Article -
Meltdown and Spectre Security Vulnerabilities — Deck Chairs on the Titanic
By
Duane Thresher, Ph.D. January 18, 2018
I have a BS in Electrical Engineering and Computer Science
from MIT, among much other relevant education and experience.
Panicking about the Meltdown and Spectre computer security
vulnerabilities is like panicking about the arrangement of the
deck chairs on the Titanic.
The arrangement of the deck chairs on the Titanic was a safety
issue — theoretically passengers could be blocked by
them — but the actual giant hole in the side of the ship
was the much bigger concern. (For simplicity I won't make the
analogy using the design flaw in the Titanic that actually
caused it to sink — the bulkheads did not reach high
enough and make watertight compartments.)
The Meltdown and Spectre security vulnerabilities are the big
Information Technology (IT) news recently. These were
announced together but are two separate security
vulnerabilities, similar in that they result from CPU design
flaws ("bugs") at the intersection of electrical engineering
and computer science. I won't go into the technical details
because the media and most of the public does not have the
background to begin to understand them and it's not
important.
These security vulnerabilities are theoretical, not something
found already being exploited in the wild. Finding computer
security vulnerabilities is a serious academic (universities
and other research organizations) competition — cash bounties
are even paid for them, as they were for
Meltdown
and
Spectre —
and reporting them is a serious journalistic competition.
Reputations are made on finding and on reporting them, the
worse the security vulnerability found, the more prestige.
They even have publicity campaigns that include official
logos, as you can see from the picture accompanying this
article.
Unfortunately, measuring how bad these security
vulnerabilities are has been reduced to how widespread they
are — the CPU bugs resulting in the Meltdown and Spectre
security vulnerabilities are widespread, affecting many
processor types — without regard to how easy or likely
they are to be exploited. There is no advantage to the
academics and journalists to take this into account so it
isn't.
CPU manufacturers then have to respond — in the extreme
or be accused of not doing enough — to the reported
security vulnerabilities to save their reputations, not
because they think the security vulnerabilities are so
serious.
Again, the Meltdown and Spectre security vulnerabilities are
theoretical and "discovering" them has been many years in the
making, including numerous academic articles. The actual
"discovery" was just outlining a way these CPU bugs could be
exploited as security vulnerabilities.

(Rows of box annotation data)
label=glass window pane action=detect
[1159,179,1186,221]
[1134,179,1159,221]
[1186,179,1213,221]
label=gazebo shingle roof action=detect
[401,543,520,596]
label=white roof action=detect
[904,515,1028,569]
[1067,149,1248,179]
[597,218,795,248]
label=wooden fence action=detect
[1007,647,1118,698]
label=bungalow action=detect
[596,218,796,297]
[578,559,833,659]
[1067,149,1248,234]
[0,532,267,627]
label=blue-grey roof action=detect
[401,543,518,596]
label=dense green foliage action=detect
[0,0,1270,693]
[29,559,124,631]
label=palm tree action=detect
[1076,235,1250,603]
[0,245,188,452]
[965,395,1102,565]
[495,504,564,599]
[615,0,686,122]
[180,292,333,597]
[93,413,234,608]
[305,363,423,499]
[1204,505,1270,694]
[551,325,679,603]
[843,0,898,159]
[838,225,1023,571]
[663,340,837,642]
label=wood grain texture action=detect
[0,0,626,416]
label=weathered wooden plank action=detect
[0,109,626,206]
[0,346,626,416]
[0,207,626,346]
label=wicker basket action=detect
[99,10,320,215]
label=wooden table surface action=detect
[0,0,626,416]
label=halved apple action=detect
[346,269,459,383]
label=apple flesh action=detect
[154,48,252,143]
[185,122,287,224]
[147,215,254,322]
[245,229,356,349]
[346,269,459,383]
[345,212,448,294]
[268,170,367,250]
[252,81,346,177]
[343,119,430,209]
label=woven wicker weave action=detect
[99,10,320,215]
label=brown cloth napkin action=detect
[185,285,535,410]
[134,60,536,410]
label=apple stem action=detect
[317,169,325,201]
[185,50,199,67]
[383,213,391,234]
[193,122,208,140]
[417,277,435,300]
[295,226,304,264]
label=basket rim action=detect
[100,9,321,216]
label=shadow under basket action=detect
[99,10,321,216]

What to work on -
A. List every abbreviation that appears in the article on the Meltdown and Spectre vulnerabilities.
B. Render this sentence from the article on the Meltdown and Spectre vulnerabilities in Spanish: "These security vulnerabilities are theoretical, not something found already being exploited in the wild."

Solution list -
A. Ph.D., BS, MIT, IT, CPU

B. Estas vulnerabilidades de seguridad son teóricas, no algo que ya se haya encontrado siendo explotado en la práctica.